▽

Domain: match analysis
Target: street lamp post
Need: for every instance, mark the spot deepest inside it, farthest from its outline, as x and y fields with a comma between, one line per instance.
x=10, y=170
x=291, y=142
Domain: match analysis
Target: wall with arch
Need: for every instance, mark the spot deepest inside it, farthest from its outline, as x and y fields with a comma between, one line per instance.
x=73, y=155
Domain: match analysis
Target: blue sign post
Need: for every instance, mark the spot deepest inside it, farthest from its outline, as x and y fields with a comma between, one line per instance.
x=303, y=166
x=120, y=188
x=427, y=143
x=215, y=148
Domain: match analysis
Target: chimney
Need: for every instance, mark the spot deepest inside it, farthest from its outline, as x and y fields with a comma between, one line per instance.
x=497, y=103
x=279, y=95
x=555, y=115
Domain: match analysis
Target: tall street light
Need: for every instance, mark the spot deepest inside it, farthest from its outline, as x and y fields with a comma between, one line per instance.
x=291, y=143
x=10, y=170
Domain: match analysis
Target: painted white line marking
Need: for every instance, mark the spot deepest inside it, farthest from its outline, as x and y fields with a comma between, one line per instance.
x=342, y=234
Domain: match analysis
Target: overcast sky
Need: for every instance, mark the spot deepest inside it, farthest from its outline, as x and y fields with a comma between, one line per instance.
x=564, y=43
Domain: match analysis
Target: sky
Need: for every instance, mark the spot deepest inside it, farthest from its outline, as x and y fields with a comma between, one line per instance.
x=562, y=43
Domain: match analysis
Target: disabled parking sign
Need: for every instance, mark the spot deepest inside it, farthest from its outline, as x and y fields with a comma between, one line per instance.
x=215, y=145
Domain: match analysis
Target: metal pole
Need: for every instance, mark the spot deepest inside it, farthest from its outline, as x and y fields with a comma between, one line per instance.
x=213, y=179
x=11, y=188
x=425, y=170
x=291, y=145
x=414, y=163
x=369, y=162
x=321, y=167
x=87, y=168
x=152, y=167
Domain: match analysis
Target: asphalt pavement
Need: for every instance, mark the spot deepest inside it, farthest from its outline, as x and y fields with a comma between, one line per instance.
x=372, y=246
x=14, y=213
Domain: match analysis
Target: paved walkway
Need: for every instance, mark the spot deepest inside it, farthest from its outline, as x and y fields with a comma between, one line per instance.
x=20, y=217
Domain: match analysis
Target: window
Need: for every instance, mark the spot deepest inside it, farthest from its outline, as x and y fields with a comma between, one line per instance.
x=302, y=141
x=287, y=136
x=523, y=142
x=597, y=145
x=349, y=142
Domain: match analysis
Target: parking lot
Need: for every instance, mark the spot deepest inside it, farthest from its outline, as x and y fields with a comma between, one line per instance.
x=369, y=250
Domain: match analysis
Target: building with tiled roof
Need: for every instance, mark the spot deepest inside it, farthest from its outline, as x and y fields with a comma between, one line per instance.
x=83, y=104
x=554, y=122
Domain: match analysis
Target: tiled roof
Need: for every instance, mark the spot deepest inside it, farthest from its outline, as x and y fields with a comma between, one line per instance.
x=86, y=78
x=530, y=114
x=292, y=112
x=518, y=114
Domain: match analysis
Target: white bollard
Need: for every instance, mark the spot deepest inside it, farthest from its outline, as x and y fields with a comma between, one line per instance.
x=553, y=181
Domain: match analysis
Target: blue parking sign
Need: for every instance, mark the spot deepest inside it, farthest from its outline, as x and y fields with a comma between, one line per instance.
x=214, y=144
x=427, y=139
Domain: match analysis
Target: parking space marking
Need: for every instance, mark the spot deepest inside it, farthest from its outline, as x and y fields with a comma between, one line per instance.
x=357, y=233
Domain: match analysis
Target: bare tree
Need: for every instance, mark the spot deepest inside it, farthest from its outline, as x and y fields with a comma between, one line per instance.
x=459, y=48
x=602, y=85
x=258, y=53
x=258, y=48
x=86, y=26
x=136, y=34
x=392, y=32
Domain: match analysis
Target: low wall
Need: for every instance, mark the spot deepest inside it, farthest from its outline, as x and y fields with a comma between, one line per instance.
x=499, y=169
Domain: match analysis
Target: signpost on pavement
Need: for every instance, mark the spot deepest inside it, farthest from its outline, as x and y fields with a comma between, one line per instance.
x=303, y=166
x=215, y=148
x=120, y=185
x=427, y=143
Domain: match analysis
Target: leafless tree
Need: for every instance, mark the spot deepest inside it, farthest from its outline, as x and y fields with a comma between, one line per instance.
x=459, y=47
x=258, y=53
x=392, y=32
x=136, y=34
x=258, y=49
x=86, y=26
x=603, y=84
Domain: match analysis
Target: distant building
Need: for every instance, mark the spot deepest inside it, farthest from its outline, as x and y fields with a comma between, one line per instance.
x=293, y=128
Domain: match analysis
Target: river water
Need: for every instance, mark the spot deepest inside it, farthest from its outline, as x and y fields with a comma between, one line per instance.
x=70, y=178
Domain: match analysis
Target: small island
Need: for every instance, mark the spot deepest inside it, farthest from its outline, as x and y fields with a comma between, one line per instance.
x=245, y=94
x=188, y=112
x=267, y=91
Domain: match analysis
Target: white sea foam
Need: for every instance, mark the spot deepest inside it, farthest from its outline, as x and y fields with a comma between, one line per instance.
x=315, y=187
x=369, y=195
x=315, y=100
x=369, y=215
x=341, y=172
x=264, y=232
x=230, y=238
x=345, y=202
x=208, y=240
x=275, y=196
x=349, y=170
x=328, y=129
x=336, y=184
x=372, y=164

△

■ Task requirements ■
Write out the material word for word, from its first line down to and including the line containing "x=342, y=234".

■ Solution below ■
Domain: match analysis
Target: street lamp post
Need: for every instance, mark the spot deepest inside it, farthest from its outline, as x and y fields with a comma between, one line per instance.
x=10, y=170
x=291, y=142
Domain: match analysis
Target: wall with arch
Need: for every instance, mark the spot deepest inside it, farthest from its outline, as x and y fields with a comma between, one line per instance.
x=73, y=155
Domain: match analysis
Target: blue sign post
Need: for every instance, mark the spot deepest inside it, farthest from its outline, as x and y fields with a comma between, one line per instance.
x=303, y=166
x=120, y=188
x=427, y=143
x=215, y=148
Domain: match analysis
Target: chimney
Need: for every instance, mark the spot deepest inside it, farthest from its outline, as x and y fields with a comma between, one line per instance.
x=497, y=103
x=279, y=95
x=555, y=115
Domain: match analysis
Target: tall street light
Need: for every instance, mark the spot deepest inside it, farthest from its outline, as x and y fields with a comma between, one line per instance.
x=291, y=143
x=10, y=170
Domain: match analysis
Target: painted white line marking
Need: for every instance, mark the spot deepest inside it, farthest from its outline, as x and y fields with a comma between, one line per instance.
x=342, y=234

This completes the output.